## Lista de tarefas
A: Reescreva o trecho do texto sobre a covid-19 e o cérebro que vai de "A investigação sugere" até "sanguíneos do cérebro.", substituindo "inflamação" por "reação inflamatória".
B: Segundo o texto sobre a covid-19 e o cérebro, quantos cérebros de doentes foram examinados pelos investigadores?
C: Dê continuidade ao texto sobre a covid-19 e o cérebro a partir do ponto em que ele termina.

━━━ Texto de estudo ━━━

A possibilidade de que o coronavírus SARS-Cov-2 infete diretamente o cérebro tem sido objeto de debate entre investigadores, mas um novo estudo assegura que tal não acontece, ainda que o vírus possa causar danos neurológicos significativos.
Numa investigação, publicada na revista científica Brain e liderada pelo Centro Médico Irving da Universidade de Columbia, nos Estados Unidos, foram analisadas autópsias de vítimas de covid-19, não tendo sido encontrados sinais do vírus no interior das células cerebrais.
No entanto, os investigadores observaram “muitas alterações patológicas” nos cérebros, o que poderia explicar porque é que os doentes graves experienciam confusão, delírio e outros efeitos neurológicos, e porque é que os doentes ligeiros apresentam ‘névoa cerebral’ durante semanas e meses, de acordo com James Goldman, que liderou o estudo, citado pela agência EFE.
A investigação sugere que as alterações neurológicas que ocorrem frequentemente nestes pacientes, podem dever-se à inflamação desencadeada pelo vírus noutras partes do corpo ou nos vasos sanguíneos do cérebro.
Os investigadores examinaram 41 cérebros de doentes que morreram durante a hospitalização, com idade entre os 38 e os 97 anos, dos quais aproximadamente metade tinham sido entubados e todos tinham danos pulmonares provocados pelo vírus.
A equipa recorreu a vários métodos para encontrar vestígios do coronavírus, como a hibridação ‘in situ’ do RNA, a deteção de proteínas virais dentro das células, e a técnica PT-PCR.
No entanto, não encontraram provas do vírus das células cerebrais, embora tenham encontrado níveis muito baixos de RNA viral por RT-PCR, o que provavelmente se deveu – consideram – à presença do vírus nos vasos sanguíneos ou nas leptomeninges que cobrem o cérebro.
“Examinámos mais cérebros do que outros estudos e utilizámos mais técnicas para encontrar o vírus. A conclusão é que não encontramos provas de RNA ou proteínas virais nas células cerebrais”, afirmou James Goldman.
Embora alguns estudos confirmem que o detetaram nos neurónios ou na glia (células responsáveis por garantir a sobrevivência dos neurónios), a equipa acredita que tal é “resultado da contaminação e que qualquer vírus no cérebro está dentro dos vasos sanguíneos” daquele órgão.

━━━ Dados a examinar ━━━

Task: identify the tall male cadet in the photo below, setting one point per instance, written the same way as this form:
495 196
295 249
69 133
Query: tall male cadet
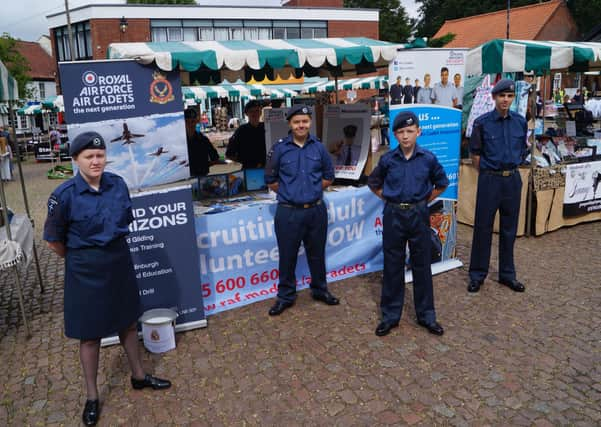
298 169
498 147
407 178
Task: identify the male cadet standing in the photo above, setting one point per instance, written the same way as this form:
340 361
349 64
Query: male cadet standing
498 147
298 169
247 145
407 178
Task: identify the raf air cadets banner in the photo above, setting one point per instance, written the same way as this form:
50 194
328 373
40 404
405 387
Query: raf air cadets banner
138 111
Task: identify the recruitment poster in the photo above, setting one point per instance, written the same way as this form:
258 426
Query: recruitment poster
137 110
164 254
347 138
238 253
276 125
583 189
432 81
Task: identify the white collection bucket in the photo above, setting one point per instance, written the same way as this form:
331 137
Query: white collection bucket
158 329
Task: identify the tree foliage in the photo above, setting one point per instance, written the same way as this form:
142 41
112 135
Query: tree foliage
17 64
161 2
395 25
586 13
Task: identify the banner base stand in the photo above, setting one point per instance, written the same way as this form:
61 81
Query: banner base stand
178 328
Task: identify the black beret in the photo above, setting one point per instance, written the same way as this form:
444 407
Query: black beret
86 140
251 104
404 119
435 207
190 113
504 85
298 109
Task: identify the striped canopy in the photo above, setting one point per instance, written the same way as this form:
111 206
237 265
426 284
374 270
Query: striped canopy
506 56
375 82
9 90
258 57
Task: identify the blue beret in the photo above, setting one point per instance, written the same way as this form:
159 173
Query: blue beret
437 206
86 140
298 109
404 119
504 85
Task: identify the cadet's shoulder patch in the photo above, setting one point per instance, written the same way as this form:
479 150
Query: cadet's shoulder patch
52 204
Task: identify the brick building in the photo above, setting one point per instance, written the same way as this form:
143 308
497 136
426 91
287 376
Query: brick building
550 20
94 26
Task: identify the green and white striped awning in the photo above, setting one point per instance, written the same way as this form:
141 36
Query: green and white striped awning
9 90
375 82
506 56
29 110
257 57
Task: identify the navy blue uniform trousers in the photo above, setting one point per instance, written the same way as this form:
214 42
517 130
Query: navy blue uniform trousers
293 226
502 193
402 226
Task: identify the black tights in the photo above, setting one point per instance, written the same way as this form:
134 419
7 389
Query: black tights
89 352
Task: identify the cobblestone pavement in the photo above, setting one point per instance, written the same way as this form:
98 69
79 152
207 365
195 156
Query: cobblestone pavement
505 359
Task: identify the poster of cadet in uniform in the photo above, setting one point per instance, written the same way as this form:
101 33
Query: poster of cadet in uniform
347 138
583 189
276 125
139 113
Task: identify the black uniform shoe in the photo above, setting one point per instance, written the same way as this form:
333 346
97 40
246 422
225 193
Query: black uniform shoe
91 412
279 307
514 285
384 328
432 327
326 297
150 381
474 286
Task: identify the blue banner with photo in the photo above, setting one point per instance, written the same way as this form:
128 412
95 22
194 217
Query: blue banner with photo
238 254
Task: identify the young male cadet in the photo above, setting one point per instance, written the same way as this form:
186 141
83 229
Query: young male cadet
298 169
407 178
498 147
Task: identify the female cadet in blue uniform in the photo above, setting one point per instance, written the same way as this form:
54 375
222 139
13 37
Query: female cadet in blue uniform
498 147
87 222
407 178
298 169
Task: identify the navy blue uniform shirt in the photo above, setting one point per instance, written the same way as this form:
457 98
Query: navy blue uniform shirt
299 170
408 180
499 141
80 216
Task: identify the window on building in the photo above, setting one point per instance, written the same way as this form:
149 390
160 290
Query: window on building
82 42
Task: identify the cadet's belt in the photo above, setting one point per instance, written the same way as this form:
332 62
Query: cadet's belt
508 172
406 206
302 205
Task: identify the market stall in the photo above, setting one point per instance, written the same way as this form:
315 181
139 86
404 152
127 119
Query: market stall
16 238
545 195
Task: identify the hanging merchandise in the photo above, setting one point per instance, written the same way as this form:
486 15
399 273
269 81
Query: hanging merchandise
483 103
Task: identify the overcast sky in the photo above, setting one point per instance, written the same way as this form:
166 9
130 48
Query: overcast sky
26 19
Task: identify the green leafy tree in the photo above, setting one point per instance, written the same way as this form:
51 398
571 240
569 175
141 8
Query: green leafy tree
16 63
395 26
161 1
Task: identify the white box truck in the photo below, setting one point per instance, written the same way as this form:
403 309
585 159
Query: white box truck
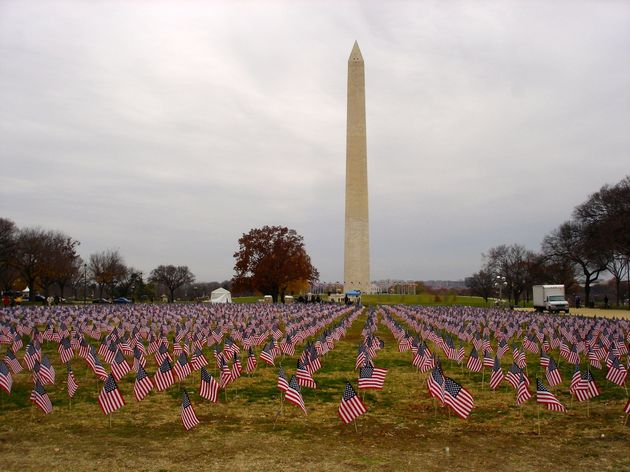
550 298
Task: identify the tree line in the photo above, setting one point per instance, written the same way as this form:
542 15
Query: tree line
594 242
47 262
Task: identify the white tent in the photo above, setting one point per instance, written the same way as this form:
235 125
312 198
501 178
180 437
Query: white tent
220 295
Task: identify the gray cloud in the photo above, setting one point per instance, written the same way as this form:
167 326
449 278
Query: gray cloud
167 129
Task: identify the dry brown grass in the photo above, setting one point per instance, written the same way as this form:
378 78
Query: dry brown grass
403 428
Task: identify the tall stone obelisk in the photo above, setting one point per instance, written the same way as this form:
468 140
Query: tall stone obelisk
357 237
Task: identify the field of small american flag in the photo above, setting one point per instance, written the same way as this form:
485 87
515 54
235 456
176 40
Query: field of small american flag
248 428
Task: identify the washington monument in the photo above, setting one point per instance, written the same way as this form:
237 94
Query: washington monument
357 237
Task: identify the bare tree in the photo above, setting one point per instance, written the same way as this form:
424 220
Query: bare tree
30 255
482 284
59 262
8 247
618 267
172 277
510 262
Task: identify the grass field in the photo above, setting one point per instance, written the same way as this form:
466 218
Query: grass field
403 428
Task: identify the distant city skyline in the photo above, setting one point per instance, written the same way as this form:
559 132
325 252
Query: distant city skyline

━━━

## Conjunto de respostas
A:
A investigação sugere que as alterações neurológicas que ocorrem frequentemente nestes pacientes, podem dever-se à reação inflamatória desencadeada pelo vírus noutras partes do corpo ou nos vasos sanguíneos do cérebro.

B: 41 cérebros.

C:
Apesar da ausência de SARS-Cov-2 no cérebro, a equipa detetou uma patologia cerebral significativa que, na sua maioria se dividia em duas categorias.
Por um lado, a equipa encontrou muitas áreas com danos por falta de oxigénio, o que para James Goldman não é de estranhar, visto que os pacientes mortos tinham tido uma doença pulmonar grave, devido à covid-19.
Algumas eram áreas grandes causadas por acidentes vasculares cerebrais, mas a maioria era detetável apenas ao microscópio.
A equipa de investigadores acredita que estas pequenas áreas de dano hipóxico foram causadas por coágulos de sangue, comuns em pacientes com covid grave.
A segunda descoberta foi “mais surpreendente”, dado que na maioria dos cérebros os investigadores viram ativado um grande número de microglias, uma célula imunológica que vive no cérebro e pode ser ativada por agentes patógenos.
Havia grupos de microglias que atacavam os neurónios e, como não se encontrou nenhum vírus no cérebro, é possível que se tenham ativado por citoquinas inflamatórias, como a interleucina 6, associadas à infeção por SARS-Cov-2, indicou Peter Canoll, outros dos responsáveis pela investigação, citado pela agência EFE.
James Goldman assinalou que é necessário continuar a investigar para entender as razões pelas quais alguns doentes, depois de recuperaram da covid-19, continuam com sintomas, e agora estão a ser examinadas as autópsias de pessoas que morreram vários meses depois de terem recuperado.